제시된 목표 ->
목록의 첫 줄부터 "[[424, 306], [122, 266]]"가 들어 있는 줄까지 모든 줄을 양 끝 줄을 포함해 한 글자도 바꾸지 말고 그대로 출력하세요.

제공된 자료 ->
○ ○ ○ ○ ○
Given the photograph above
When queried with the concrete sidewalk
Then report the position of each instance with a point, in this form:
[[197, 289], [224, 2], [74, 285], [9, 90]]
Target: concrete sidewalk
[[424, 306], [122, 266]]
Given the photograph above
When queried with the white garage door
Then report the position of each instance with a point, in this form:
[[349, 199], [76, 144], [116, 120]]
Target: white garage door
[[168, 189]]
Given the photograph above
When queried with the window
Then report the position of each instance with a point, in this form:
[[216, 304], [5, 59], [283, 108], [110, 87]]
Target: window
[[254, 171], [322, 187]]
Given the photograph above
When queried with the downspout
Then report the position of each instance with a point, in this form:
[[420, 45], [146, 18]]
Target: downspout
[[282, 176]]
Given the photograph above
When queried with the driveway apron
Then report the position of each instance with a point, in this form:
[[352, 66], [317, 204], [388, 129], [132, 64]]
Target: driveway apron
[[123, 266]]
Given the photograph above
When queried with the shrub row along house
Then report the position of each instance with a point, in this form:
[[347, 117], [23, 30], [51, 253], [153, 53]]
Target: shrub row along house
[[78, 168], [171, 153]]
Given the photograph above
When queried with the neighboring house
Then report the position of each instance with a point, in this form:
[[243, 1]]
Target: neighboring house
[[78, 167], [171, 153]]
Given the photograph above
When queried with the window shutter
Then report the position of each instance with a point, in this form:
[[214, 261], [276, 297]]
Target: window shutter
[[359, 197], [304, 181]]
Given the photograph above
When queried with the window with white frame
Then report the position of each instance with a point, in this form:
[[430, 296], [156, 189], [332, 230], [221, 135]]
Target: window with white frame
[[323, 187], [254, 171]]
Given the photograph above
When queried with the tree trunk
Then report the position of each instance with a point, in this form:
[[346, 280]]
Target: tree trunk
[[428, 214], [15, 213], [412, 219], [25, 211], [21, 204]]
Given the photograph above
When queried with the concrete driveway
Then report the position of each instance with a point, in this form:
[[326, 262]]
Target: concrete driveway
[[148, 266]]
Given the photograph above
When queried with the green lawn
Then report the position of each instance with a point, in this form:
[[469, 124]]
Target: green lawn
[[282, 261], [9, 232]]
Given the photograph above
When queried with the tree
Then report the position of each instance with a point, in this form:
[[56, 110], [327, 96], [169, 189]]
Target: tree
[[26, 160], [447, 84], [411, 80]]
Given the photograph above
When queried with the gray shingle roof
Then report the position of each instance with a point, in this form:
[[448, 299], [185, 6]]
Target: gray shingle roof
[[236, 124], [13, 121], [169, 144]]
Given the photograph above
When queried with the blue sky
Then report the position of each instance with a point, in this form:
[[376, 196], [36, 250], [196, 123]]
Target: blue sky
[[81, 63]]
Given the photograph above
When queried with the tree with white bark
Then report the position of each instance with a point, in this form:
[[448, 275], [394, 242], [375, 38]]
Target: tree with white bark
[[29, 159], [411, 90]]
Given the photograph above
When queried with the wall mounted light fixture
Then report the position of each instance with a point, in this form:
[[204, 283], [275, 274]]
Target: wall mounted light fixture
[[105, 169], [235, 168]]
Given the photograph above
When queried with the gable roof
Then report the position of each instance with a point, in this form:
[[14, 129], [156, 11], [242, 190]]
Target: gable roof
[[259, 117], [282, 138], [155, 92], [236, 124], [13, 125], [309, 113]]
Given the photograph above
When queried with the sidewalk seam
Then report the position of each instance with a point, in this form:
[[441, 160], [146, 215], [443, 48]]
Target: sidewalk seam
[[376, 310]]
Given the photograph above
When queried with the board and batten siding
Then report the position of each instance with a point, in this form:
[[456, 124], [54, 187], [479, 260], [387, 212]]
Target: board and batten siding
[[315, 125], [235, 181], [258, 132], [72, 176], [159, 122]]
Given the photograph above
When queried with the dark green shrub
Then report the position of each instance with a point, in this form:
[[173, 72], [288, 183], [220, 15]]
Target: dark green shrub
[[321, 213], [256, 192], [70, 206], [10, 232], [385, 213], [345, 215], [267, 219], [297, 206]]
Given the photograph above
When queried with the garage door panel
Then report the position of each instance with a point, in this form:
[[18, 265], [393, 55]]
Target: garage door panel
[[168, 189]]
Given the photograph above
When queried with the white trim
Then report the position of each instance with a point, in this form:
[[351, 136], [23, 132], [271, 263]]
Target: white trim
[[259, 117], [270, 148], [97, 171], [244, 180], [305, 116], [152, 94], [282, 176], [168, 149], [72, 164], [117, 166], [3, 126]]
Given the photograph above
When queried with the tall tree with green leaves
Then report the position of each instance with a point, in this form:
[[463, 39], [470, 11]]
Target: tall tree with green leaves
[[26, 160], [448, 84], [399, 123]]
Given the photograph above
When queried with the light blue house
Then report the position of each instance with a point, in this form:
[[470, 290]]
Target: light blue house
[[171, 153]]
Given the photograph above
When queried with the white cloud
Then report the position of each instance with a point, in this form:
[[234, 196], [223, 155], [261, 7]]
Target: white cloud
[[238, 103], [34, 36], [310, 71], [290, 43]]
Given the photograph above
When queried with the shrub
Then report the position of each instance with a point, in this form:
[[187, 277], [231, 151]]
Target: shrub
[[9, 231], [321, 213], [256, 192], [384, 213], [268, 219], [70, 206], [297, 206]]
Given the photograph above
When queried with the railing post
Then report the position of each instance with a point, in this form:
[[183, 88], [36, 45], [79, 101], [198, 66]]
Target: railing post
○ ○ ○ ○ ○
완성된 과제 ->
Given the photograph above
When queried with the concrete sidewalk
Then report the position of each instance with a point, in this form:
[[197, 289], [224, 2], [74, 285], [9, 90]]
Target: concrete sidewalk
[[424, 306], [122, 266]]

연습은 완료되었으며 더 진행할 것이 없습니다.